--- DOCUMENT TEXT Enclosed Below ---

Trevor Lawrence contract doesn’t change things for Dak Prescott – MASHAHER

ISLAM GAMAL15 June 2024Last Update :
Trevor Lawrence contract doesn’t change things for Dak Prescott – MASHAHER


The new Trevor Lawrence contract matches Joe Burrow’s deal in new-money average. It will have ripple effects for other quarterbacks who are closing in on new deals.

There’s one quarterback it doesn’t impact. Dak Prescott.

Prescott’s leverage isn’t driven by the question of whether anyone matches or beats Burrow’s annual new-money average. What matters for Prescott is the fact that he has a straight shot to free agency, unfettered and unimpeded by the ability of the Cowboys to keep him from getting to the open market.

That’s the direct consequence of the four-year, $160 million deal that Prescott signed after the 2020 season. The contract was engineered to prevent the franchise tag or the transition tag. It also was designed to get the Cowboys to extend the deal with one year left.

One factor toward that end was the massive cap number for 2024, which the Cowboys mildly restructured down to $55.455 million. And if Dak leaves next year, the Cowboys will take another $54.465 million cap charge.

The only way to reduce those numbers will be to sign him to a new deal. The only way to keep him from becoming an unrestricted free agent will be to sign him to a new deal.

Extending Dak is also a potential key to extending receiver CeeDee Lamb (who wants his next deal now) and linebacker Micah Parsons (who claims to be patient but definitely shouldn’t be).

Dak’s value on his next deal comes from his leverage in the last year of his current one. They need to reduce his cap number for 2024. They need to keep his contract from voiding and dumping a $54.465 million cap charge in his name onto the 2025 books, regardless of whether they re-sign him.

Dak possesses exactly the kind of business leverage on which Cowboys owner Jerry Jones routinely has capitalized throughout his career. Dak needs to only ask himself, “WWJD?”

The “J” in that formulation wouldn’t turn cheeks; he’d squeeze balls. By not accepting whatever the Cowboys have offered, that’s what Dak is doing.

That’s why no one else’s contract matters. Dak already had the power to get a long-term contract that starts with a 6, thanks to the contract he signed three years ago. And that’s why we said from the get-go that, of all the quarterback contracts signed at or about the same time, Dak’s was the best. Better than the Patrick Mahomes deal. Better than the Josh Allen deal.

The beauty of the Dak contract is that it forced the Cowboys to re-do the contract after three years or face chaos. That chaos is already unfolding, via the inability to even consider making good on Jerry’s hollow vow to go “all in.”

--- End of Enclosed DOCUMENT TEXT ---

• ASSIGNED TASK: Reproduce the passage of the article on Dak Prescott's contract between "ISLAM GAMAL15 June" and "on new deals.", inclusive. The items that come next have nothing to do with the article.

--- STUDY MATERIAL Enclosed Below ---

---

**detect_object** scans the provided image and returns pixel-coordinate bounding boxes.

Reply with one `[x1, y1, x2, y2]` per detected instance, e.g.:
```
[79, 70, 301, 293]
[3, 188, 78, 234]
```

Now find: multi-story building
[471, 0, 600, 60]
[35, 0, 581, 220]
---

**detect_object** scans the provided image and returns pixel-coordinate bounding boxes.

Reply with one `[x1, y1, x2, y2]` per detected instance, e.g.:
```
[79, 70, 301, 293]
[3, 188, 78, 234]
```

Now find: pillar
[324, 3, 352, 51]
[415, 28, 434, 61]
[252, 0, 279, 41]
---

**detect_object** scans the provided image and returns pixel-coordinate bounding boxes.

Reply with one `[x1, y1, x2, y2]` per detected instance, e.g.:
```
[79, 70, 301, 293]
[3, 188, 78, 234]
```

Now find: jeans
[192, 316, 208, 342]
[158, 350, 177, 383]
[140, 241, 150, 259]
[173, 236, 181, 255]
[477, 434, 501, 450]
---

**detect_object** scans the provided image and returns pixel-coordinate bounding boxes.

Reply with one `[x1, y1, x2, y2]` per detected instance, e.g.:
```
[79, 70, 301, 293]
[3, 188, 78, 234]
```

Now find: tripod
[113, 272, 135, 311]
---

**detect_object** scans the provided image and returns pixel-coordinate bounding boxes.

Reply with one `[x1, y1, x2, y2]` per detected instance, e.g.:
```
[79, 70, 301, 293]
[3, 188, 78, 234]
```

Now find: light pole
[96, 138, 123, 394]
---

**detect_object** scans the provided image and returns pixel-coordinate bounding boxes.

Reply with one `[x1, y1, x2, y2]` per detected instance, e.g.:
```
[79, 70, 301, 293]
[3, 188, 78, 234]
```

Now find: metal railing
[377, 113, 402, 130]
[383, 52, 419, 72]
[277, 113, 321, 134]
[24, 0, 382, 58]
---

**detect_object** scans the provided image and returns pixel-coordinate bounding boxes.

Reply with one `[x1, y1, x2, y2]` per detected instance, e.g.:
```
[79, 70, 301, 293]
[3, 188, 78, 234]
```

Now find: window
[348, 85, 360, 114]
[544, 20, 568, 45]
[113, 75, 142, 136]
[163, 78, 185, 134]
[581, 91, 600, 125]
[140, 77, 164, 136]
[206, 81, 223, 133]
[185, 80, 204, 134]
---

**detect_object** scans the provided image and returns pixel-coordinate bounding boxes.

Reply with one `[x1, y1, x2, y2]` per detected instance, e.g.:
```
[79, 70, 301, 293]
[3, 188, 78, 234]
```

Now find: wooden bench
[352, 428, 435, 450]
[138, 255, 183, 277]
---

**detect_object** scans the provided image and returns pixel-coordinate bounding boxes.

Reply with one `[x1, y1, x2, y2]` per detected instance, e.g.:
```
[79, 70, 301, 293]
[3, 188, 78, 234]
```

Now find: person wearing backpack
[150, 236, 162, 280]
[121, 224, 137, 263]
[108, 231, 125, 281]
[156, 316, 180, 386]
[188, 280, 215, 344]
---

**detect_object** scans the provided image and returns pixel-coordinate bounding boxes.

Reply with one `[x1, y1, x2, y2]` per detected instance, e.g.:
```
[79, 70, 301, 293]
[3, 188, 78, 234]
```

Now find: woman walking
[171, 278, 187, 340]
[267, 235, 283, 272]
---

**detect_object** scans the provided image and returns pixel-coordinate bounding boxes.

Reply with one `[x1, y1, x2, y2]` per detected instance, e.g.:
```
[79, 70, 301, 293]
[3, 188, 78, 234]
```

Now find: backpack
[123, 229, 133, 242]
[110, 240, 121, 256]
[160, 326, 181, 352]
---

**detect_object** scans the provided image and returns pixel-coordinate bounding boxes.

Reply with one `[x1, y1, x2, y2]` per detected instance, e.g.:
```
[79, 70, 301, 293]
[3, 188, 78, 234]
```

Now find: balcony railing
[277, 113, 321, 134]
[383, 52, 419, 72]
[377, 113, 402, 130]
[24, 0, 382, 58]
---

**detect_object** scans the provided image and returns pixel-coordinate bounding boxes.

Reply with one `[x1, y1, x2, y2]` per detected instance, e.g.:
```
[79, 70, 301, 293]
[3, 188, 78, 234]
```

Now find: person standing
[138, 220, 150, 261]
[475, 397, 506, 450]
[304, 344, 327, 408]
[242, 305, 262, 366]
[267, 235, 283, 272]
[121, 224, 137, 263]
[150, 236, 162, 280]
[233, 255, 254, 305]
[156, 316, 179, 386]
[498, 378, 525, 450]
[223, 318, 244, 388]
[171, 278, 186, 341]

--- End of Enclosed STUDY MATERIAL ---

• TASK RESPONSE:
ISLAM GAMAL15 June 2024Last Update :
Trevor Lawrence contract doesn’t change things for Dak Prescott – MASHAHER


The new Trevor Lawrence contract matches Joe Burrow’s deal in new-money average. It will have ripple effects for other quarterbacks who are closing in on new deals.